Spatial localization data
▼

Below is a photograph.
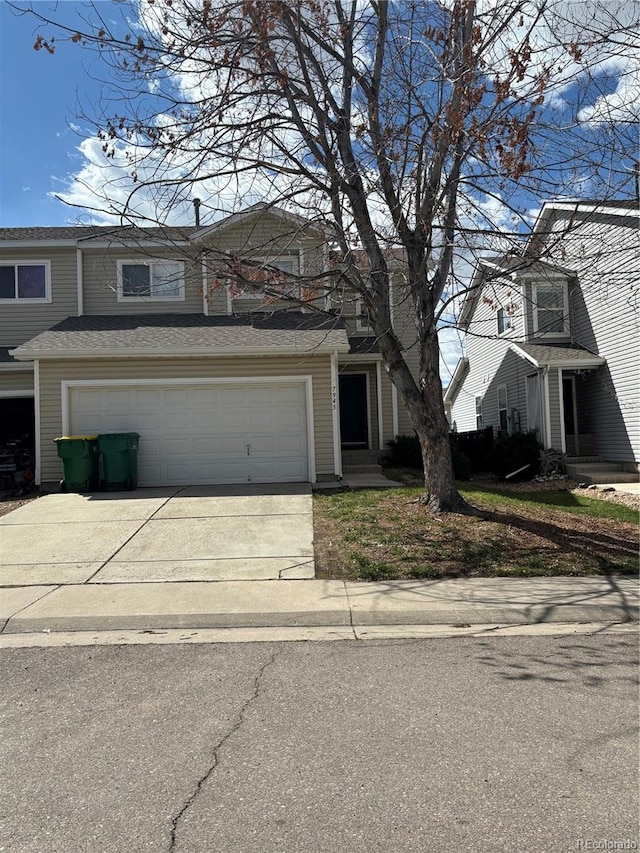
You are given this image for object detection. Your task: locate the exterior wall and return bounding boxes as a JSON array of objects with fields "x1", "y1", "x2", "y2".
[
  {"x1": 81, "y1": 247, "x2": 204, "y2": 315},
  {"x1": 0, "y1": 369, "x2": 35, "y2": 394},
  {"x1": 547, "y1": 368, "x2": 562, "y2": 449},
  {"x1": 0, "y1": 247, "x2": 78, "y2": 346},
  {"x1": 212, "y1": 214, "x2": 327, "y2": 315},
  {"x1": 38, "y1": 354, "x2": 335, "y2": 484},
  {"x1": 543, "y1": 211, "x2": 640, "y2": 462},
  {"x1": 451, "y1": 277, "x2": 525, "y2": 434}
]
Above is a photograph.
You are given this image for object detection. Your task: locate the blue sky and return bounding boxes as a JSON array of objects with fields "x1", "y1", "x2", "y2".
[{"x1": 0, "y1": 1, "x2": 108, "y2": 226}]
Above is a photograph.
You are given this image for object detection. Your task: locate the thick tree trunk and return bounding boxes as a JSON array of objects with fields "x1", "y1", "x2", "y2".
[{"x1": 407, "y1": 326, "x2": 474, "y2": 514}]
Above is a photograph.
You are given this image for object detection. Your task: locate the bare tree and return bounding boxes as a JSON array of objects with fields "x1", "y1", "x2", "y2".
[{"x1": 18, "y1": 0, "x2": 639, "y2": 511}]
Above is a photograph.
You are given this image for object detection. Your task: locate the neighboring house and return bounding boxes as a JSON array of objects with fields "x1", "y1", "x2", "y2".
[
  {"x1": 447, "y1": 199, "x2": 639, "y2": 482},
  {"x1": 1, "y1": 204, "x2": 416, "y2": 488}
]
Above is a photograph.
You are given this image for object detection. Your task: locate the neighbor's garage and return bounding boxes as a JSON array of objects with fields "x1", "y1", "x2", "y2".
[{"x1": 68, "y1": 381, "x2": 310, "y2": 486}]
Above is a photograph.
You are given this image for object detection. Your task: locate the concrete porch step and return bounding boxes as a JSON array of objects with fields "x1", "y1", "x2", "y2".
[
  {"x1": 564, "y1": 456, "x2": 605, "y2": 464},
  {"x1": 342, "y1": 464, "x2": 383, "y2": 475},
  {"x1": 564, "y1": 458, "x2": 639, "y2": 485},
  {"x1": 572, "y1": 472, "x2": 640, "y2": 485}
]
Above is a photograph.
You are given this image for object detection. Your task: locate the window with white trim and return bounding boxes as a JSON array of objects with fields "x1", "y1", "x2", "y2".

▲

Work task = Repeat each record verbatim, pictures excluded.

Reply to the task =
Below is a photograph.
You are given this image for object detection. Your task: locate the exterior wall and return bounding boxes as a JSON array of objects with fields "x1", "y1", "x2", "y2".
[
  {"x1": 81, "y1": 247, "x2": 204, "y2": 315},
  {"x1": 0, "y1": 369, "x2": 35, "y2": 394},
  {"x1": 547, "y1": 368, "x2": 562, "y2": 449},
  {"x1": 0, "y1": 247, "x2": 78, "y2": 346},
  {"x1": 212, "y1": 214, "x2": 327, "y2": 315},
  {"x1": 38, "y1": 354, "x2": 335, "y2": 484},
  {"x1": 543, "y1": 211, "x2": 640, "y2": 462},
  {"x1": 451, "y1": 277, "x2": 525, "y2": 434}
]
Above is a photograph.
You are given this image for object detection. Your task: locate the blue sky and return bounding boxes as a JSON array of objects with fields "x1", "y1", "x2", "y2".
[{"x1": 0, "y1": 1, "x2": 108, "y2": 226}]
Above is a photograph.
You are given this image for object detection. Your task: locate the thick tree trunk and return bounding boxes as a JSON array of objects with fields "x1", "y1", "x2", "y2".
[{"x1": 407, "y1": 326, "x2": 474, "y2": 514}]
Above is a photograph.
You are given this image for object detection. Your task: locate the bare tree and return bounding boxes as a JSON array of objects with fields "x1", "y1", "x2", "y2".
[{"x1": 18, "y1": 0, "x2": 639, "y2": 511}]
Above is a photograph.
You are given this image for object detection. Your task: locate the neighboring house and return bounding boxes as a JSON array of objects with fields "x1", "y1", "x2", "y2".
[
  {"x1": 447, "y1": 199, "x2": 639, "y2": 482},
  {"x1": 1, "y1": 204, "x2": 416, "y2": 488}
]
Above is a photograph.
You are given this image for object detection. Your task: locate the neighbor's garage and return bounding boxes as a JSON array of objects with fields "x1", "y1", "x2", "y2".
[{"x1": 68, "y1": 381, "x2": 310, "y2": 486}]
Above is a photograph.
You are given this image for object detection. Your task: locate the concrete porch step and return bounding boxes as a JSON array of objects with fields "x1", "y1", "x2", "y2".
[
  {"x1": 564, "y1": 456, "x2": 605, "y2": 464},
  {"x1": 342, "y1": 464, "x2": 383, "y2": 475},
  {"x1": 564, "y1": 458, "x2": 639, "y2": 485},
  {"x1": 572, "y1": 472, "x2": 640, "y2": 485}
]
Above is a photograph.
You are given this image for object detection. Your task: locate the window with white trim and return bounding boxes as a JSON array of objects with fields "x1", "y1", "x2", "y2".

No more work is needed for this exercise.